Exercise - Which lines of the records below contain the string "wrongly"? Report each of them.

Records from a collection:
···

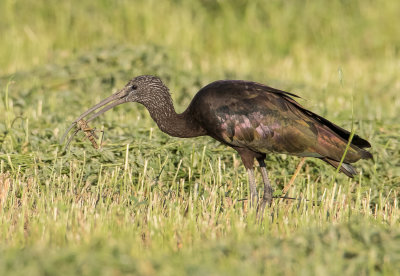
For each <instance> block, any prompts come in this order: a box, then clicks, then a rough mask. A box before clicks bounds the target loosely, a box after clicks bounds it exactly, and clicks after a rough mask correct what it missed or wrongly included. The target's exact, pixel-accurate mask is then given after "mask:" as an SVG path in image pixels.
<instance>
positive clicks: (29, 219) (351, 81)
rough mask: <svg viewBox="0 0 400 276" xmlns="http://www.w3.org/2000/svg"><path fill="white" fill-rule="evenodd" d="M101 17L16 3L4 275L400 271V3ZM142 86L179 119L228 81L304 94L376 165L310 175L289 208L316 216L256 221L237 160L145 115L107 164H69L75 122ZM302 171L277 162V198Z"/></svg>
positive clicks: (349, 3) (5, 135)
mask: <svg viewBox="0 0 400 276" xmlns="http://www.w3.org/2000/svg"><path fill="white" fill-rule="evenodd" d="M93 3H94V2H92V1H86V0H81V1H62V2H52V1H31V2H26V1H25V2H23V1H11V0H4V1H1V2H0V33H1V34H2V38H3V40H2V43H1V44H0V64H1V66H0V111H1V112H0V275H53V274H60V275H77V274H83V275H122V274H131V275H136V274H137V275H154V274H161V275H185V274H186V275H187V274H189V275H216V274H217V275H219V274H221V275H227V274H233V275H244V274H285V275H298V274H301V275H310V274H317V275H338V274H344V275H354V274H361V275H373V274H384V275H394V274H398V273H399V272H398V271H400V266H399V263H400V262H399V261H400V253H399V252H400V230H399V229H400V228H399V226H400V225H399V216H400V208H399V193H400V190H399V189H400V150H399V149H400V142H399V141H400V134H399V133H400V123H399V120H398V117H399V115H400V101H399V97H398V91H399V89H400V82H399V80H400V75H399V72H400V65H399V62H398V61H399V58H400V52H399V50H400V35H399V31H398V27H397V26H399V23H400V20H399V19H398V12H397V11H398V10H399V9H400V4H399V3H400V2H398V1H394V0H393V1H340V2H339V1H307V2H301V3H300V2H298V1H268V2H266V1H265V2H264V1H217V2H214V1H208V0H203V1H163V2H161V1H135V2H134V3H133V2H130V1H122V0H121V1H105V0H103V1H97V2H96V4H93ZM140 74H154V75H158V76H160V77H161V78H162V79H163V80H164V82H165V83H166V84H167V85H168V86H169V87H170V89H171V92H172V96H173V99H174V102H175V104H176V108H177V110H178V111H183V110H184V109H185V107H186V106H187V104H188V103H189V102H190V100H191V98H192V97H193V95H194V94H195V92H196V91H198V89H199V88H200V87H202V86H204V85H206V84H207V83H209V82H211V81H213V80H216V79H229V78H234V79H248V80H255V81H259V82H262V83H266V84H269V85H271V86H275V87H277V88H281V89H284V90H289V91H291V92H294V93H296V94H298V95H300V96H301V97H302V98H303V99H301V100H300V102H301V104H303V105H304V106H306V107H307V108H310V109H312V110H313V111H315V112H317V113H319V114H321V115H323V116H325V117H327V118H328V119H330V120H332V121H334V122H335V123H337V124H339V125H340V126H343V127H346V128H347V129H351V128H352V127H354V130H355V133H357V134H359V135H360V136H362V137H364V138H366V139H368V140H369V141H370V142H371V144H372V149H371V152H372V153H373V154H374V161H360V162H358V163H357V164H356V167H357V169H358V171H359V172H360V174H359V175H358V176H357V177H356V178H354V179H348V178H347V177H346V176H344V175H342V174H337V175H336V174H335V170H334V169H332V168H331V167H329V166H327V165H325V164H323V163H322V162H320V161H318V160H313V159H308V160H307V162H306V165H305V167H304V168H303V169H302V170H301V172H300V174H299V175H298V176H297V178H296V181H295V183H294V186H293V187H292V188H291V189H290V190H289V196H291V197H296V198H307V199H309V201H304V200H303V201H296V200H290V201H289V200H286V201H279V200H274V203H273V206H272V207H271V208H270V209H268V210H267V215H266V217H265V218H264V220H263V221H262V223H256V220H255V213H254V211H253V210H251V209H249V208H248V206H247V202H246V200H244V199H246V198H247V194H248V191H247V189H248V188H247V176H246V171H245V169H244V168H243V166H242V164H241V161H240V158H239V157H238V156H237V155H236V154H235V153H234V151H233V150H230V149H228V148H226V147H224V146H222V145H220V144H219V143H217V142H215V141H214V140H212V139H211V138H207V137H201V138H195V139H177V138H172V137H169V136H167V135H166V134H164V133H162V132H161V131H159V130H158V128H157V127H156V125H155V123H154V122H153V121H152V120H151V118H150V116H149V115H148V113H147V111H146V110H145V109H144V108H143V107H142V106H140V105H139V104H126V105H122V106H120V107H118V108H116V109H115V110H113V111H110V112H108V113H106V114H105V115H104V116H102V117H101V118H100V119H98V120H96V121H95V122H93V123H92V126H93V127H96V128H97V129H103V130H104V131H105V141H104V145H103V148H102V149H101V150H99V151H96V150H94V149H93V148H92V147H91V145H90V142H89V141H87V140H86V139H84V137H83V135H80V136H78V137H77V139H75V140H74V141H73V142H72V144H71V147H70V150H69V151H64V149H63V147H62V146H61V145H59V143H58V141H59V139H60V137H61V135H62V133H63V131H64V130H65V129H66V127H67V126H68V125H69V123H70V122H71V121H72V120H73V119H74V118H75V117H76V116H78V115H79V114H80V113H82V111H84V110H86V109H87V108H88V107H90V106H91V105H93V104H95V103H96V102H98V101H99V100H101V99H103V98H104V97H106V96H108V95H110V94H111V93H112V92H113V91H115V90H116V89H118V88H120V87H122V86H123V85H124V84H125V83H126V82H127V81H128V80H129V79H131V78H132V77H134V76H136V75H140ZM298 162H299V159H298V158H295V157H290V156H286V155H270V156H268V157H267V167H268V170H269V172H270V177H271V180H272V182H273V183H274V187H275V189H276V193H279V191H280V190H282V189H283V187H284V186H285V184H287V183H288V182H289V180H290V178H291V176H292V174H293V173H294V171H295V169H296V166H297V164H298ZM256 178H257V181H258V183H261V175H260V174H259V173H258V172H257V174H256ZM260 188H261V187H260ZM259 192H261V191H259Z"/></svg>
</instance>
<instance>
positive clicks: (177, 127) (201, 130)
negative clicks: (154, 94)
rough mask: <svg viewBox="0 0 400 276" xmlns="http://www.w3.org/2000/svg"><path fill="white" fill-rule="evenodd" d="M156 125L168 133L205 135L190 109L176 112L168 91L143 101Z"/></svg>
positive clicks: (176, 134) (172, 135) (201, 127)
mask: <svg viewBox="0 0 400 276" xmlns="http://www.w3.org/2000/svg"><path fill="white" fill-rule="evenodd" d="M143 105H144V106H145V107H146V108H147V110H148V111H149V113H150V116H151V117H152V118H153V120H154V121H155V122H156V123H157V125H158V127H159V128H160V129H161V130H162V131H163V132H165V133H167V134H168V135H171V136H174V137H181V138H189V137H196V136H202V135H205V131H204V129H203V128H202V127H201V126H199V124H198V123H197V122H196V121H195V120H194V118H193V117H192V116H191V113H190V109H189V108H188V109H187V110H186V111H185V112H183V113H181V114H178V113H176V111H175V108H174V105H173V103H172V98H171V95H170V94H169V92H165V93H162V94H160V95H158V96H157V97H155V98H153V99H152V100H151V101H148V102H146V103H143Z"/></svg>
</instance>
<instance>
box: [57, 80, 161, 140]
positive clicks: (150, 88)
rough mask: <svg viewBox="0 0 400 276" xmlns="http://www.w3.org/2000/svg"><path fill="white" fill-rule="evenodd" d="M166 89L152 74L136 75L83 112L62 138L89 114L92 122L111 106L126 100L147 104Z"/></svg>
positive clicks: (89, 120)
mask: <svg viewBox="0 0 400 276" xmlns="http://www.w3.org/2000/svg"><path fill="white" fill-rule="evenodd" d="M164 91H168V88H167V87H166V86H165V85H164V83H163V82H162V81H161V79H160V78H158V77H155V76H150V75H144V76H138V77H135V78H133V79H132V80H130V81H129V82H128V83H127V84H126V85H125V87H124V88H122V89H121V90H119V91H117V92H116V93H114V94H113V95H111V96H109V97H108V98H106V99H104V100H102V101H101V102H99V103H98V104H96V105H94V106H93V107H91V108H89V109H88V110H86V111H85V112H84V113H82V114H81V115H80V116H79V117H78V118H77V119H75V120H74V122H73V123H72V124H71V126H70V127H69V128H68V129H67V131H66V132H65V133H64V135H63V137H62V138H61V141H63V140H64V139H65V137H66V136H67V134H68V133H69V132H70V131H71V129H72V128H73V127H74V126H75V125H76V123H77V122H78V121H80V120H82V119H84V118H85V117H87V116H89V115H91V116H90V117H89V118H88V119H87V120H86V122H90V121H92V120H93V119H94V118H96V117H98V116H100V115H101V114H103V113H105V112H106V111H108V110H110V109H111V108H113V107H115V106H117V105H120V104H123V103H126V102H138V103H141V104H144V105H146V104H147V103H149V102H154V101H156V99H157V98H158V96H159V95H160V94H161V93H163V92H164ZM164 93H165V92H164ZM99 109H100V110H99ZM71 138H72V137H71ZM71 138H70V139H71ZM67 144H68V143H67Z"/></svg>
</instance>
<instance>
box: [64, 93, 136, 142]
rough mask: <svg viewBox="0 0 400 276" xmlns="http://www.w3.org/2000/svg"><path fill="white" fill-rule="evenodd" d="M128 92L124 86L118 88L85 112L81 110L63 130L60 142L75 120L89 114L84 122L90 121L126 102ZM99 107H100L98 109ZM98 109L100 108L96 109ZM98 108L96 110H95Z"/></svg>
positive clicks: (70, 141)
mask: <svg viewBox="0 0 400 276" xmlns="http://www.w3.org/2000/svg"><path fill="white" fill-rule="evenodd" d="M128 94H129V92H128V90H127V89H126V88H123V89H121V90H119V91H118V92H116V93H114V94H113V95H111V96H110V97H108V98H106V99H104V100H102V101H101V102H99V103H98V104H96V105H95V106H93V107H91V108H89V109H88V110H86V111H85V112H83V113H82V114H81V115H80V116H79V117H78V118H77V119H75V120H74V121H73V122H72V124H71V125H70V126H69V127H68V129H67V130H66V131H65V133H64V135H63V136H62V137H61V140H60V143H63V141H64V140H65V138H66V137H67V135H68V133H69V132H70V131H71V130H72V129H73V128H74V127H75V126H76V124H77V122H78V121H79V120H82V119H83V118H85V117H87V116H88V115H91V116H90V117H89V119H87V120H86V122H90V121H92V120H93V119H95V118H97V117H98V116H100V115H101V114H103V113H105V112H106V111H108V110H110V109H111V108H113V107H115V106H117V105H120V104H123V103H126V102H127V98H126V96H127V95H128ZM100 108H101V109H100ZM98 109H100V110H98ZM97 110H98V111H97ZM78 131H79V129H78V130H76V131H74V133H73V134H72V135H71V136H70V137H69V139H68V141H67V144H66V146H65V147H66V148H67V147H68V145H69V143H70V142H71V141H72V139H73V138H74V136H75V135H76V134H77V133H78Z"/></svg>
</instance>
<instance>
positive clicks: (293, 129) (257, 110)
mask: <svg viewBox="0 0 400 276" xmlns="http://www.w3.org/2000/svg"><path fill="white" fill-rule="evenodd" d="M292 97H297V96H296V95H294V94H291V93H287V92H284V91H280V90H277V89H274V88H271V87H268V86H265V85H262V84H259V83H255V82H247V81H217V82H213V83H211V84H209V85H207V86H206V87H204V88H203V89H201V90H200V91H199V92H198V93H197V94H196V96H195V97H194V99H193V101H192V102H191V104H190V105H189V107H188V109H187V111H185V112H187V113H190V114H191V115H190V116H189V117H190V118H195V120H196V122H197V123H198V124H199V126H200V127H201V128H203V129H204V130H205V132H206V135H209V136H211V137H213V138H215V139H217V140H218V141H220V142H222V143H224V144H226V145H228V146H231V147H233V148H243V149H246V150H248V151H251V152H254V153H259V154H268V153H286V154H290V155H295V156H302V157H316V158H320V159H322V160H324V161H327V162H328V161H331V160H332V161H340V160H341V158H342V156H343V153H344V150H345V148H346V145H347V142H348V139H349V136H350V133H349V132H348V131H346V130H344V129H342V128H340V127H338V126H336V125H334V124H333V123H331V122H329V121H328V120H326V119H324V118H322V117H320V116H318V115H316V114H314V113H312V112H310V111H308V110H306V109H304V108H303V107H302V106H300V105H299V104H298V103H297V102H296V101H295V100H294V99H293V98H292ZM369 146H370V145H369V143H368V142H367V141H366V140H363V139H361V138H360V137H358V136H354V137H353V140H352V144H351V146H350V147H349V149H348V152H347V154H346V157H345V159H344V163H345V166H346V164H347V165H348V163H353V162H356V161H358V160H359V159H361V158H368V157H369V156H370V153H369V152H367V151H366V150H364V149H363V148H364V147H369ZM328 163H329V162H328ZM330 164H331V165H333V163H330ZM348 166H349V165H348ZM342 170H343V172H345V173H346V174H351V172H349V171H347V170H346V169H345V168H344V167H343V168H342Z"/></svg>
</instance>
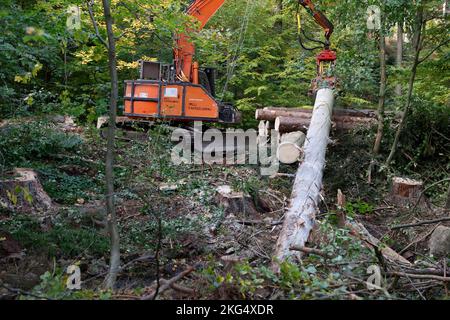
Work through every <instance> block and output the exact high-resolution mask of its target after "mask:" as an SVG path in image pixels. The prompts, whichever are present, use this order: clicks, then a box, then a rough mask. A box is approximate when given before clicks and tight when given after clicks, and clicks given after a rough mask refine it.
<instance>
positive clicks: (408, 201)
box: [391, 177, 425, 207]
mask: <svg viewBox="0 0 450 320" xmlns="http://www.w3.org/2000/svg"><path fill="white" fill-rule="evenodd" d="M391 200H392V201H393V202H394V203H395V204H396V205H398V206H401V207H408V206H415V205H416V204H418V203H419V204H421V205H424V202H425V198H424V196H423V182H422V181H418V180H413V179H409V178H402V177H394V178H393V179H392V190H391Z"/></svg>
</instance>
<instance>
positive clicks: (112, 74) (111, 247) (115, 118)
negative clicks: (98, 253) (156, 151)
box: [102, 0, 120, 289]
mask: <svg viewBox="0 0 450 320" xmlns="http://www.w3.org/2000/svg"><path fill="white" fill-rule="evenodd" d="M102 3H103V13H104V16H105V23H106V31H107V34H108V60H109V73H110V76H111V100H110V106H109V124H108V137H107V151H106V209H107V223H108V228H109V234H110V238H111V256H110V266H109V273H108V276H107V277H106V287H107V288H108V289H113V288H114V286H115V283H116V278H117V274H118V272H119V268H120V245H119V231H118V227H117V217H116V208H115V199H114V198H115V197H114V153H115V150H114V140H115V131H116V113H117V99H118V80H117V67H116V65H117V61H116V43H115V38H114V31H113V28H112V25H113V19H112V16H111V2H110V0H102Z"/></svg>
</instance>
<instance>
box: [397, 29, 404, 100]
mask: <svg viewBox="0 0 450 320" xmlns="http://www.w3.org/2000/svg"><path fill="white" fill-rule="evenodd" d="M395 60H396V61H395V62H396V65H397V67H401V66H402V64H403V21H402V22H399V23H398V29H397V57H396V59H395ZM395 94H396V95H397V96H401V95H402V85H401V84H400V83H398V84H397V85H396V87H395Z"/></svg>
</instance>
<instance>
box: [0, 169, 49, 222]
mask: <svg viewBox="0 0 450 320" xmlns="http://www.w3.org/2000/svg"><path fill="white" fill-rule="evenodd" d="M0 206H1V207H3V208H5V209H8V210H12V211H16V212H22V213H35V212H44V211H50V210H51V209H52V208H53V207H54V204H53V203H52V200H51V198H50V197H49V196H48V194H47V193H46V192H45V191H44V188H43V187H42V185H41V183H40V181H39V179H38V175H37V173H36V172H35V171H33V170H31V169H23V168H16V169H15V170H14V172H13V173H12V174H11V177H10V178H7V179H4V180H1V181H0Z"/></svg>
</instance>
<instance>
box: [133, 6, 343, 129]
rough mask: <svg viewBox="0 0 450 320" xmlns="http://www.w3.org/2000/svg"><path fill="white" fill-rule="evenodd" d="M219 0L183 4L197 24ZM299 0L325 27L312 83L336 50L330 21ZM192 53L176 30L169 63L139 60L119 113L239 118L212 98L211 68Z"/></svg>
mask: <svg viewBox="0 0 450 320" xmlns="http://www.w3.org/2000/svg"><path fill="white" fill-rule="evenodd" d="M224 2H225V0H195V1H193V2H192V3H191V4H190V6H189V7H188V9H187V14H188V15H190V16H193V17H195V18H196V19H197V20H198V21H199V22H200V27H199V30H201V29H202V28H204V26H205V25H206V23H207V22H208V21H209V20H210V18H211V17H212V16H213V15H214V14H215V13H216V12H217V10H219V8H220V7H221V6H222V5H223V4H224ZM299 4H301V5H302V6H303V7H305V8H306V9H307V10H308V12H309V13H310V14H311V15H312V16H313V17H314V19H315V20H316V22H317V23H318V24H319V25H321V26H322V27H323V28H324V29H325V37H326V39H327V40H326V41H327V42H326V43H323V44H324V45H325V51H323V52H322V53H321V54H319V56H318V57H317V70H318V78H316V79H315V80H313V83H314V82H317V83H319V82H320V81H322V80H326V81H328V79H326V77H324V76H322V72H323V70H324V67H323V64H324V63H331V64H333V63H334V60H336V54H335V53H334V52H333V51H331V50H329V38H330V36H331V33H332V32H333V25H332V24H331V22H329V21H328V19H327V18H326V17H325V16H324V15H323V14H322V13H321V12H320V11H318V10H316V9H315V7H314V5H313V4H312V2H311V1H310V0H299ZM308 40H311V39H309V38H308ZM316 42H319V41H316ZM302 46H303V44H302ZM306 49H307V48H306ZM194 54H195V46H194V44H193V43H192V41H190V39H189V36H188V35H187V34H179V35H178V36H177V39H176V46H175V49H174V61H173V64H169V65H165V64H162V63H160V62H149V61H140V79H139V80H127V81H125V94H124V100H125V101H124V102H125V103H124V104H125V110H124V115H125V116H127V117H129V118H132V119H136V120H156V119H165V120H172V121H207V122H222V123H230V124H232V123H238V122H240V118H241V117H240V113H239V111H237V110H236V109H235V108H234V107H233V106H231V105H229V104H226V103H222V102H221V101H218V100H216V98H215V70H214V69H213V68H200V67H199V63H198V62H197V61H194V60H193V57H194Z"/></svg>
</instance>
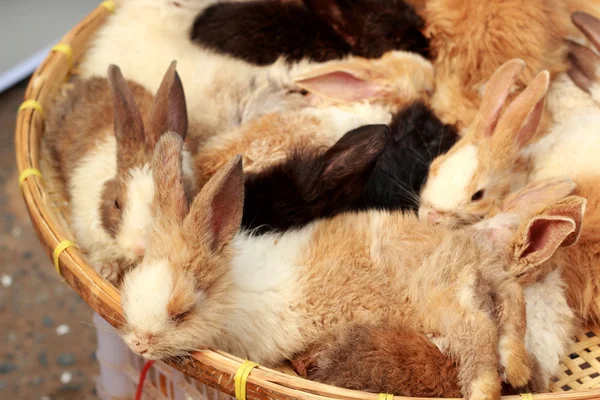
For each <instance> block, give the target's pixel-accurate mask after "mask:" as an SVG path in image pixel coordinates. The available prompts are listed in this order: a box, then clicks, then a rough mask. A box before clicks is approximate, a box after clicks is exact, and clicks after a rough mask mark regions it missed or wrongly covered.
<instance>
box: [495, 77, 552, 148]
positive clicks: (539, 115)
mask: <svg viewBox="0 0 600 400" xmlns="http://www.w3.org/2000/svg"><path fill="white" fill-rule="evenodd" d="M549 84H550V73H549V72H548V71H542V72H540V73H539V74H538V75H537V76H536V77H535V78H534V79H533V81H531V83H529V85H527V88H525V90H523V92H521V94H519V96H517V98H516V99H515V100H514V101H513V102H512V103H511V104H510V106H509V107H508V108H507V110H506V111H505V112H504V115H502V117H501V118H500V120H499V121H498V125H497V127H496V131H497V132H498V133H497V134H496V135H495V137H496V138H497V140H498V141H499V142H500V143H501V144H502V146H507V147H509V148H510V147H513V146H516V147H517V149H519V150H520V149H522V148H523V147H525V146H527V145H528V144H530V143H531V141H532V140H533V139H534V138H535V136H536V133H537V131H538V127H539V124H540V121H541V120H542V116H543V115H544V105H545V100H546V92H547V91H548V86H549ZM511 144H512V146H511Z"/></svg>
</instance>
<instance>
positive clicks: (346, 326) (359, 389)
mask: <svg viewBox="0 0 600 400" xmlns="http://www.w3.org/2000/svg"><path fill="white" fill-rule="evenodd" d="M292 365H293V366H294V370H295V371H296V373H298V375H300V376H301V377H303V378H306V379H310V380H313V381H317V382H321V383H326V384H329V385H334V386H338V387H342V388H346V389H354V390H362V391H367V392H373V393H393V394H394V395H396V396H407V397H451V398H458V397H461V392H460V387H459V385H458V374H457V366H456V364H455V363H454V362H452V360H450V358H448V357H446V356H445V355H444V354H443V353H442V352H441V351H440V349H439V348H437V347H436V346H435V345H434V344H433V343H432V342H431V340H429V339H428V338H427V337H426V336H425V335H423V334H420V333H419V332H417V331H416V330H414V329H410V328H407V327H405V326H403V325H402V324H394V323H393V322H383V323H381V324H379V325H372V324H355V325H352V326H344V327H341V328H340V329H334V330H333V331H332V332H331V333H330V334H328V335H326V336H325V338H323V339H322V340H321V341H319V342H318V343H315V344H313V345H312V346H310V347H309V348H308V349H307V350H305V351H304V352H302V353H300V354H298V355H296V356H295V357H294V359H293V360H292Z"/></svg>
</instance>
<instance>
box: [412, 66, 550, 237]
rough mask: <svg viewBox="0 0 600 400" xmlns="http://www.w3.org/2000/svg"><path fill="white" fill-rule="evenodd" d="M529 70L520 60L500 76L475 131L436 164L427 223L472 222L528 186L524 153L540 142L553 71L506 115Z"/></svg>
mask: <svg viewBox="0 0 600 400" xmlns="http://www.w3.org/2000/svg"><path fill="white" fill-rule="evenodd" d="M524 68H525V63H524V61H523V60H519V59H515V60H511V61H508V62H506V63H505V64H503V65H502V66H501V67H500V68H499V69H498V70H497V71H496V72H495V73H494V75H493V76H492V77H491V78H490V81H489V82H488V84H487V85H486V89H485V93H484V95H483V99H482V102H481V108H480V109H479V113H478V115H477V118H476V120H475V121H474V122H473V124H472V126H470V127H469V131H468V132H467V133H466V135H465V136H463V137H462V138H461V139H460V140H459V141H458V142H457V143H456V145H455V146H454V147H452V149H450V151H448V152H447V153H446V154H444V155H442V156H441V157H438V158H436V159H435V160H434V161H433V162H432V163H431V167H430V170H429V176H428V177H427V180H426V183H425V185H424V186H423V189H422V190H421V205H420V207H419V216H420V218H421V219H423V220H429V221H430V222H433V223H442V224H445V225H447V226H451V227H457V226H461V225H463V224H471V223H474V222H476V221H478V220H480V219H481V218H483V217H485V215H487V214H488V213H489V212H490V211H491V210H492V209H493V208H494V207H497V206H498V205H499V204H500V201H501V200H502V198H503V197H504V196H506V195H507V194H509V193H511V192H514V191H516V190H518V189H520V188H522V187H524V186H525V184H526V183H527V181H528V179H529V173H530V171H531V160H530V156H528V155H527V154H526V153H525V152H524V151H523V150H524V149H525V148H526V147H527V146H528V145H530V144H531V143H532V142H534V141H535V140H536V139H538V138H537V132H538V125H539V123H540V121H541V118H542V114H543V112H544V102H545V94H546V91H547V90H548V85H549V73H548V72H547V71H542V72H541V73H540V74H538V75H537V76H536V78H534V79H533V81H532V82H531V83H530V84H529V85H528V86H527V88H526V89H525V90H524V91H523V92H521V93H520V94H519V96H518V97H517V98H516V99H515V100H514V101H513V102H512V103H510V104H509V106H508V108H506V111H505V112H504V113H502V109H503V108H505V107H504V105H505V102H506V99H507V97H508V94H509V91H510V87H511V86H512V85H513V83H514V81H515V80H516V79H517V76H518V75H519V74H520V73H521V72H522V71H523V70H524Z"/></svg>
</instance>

···

Solved exercise -
For each <instance> block, any prompts come in this order: a box, then clicks, then a rough mask. A box before clicks bounds the target loosely, a box after clicks bounds it exactly, and clicks after a rough mask correct what it missed or wrongly included. The target's exact, pixel-accurate mask is then given after "mask:" as an SVG path in image pixels.
For each <instance> block, give the target's pixel-accurate mask after "mask:" as an SVG path in image pixel coordinates. The available prompts are listed in this order: a box, then clicks, then a rough mask. A box before clicks is approximate, a box after clicks is exact, and clicks after a rough mask mark regions it missed or wrongly covered.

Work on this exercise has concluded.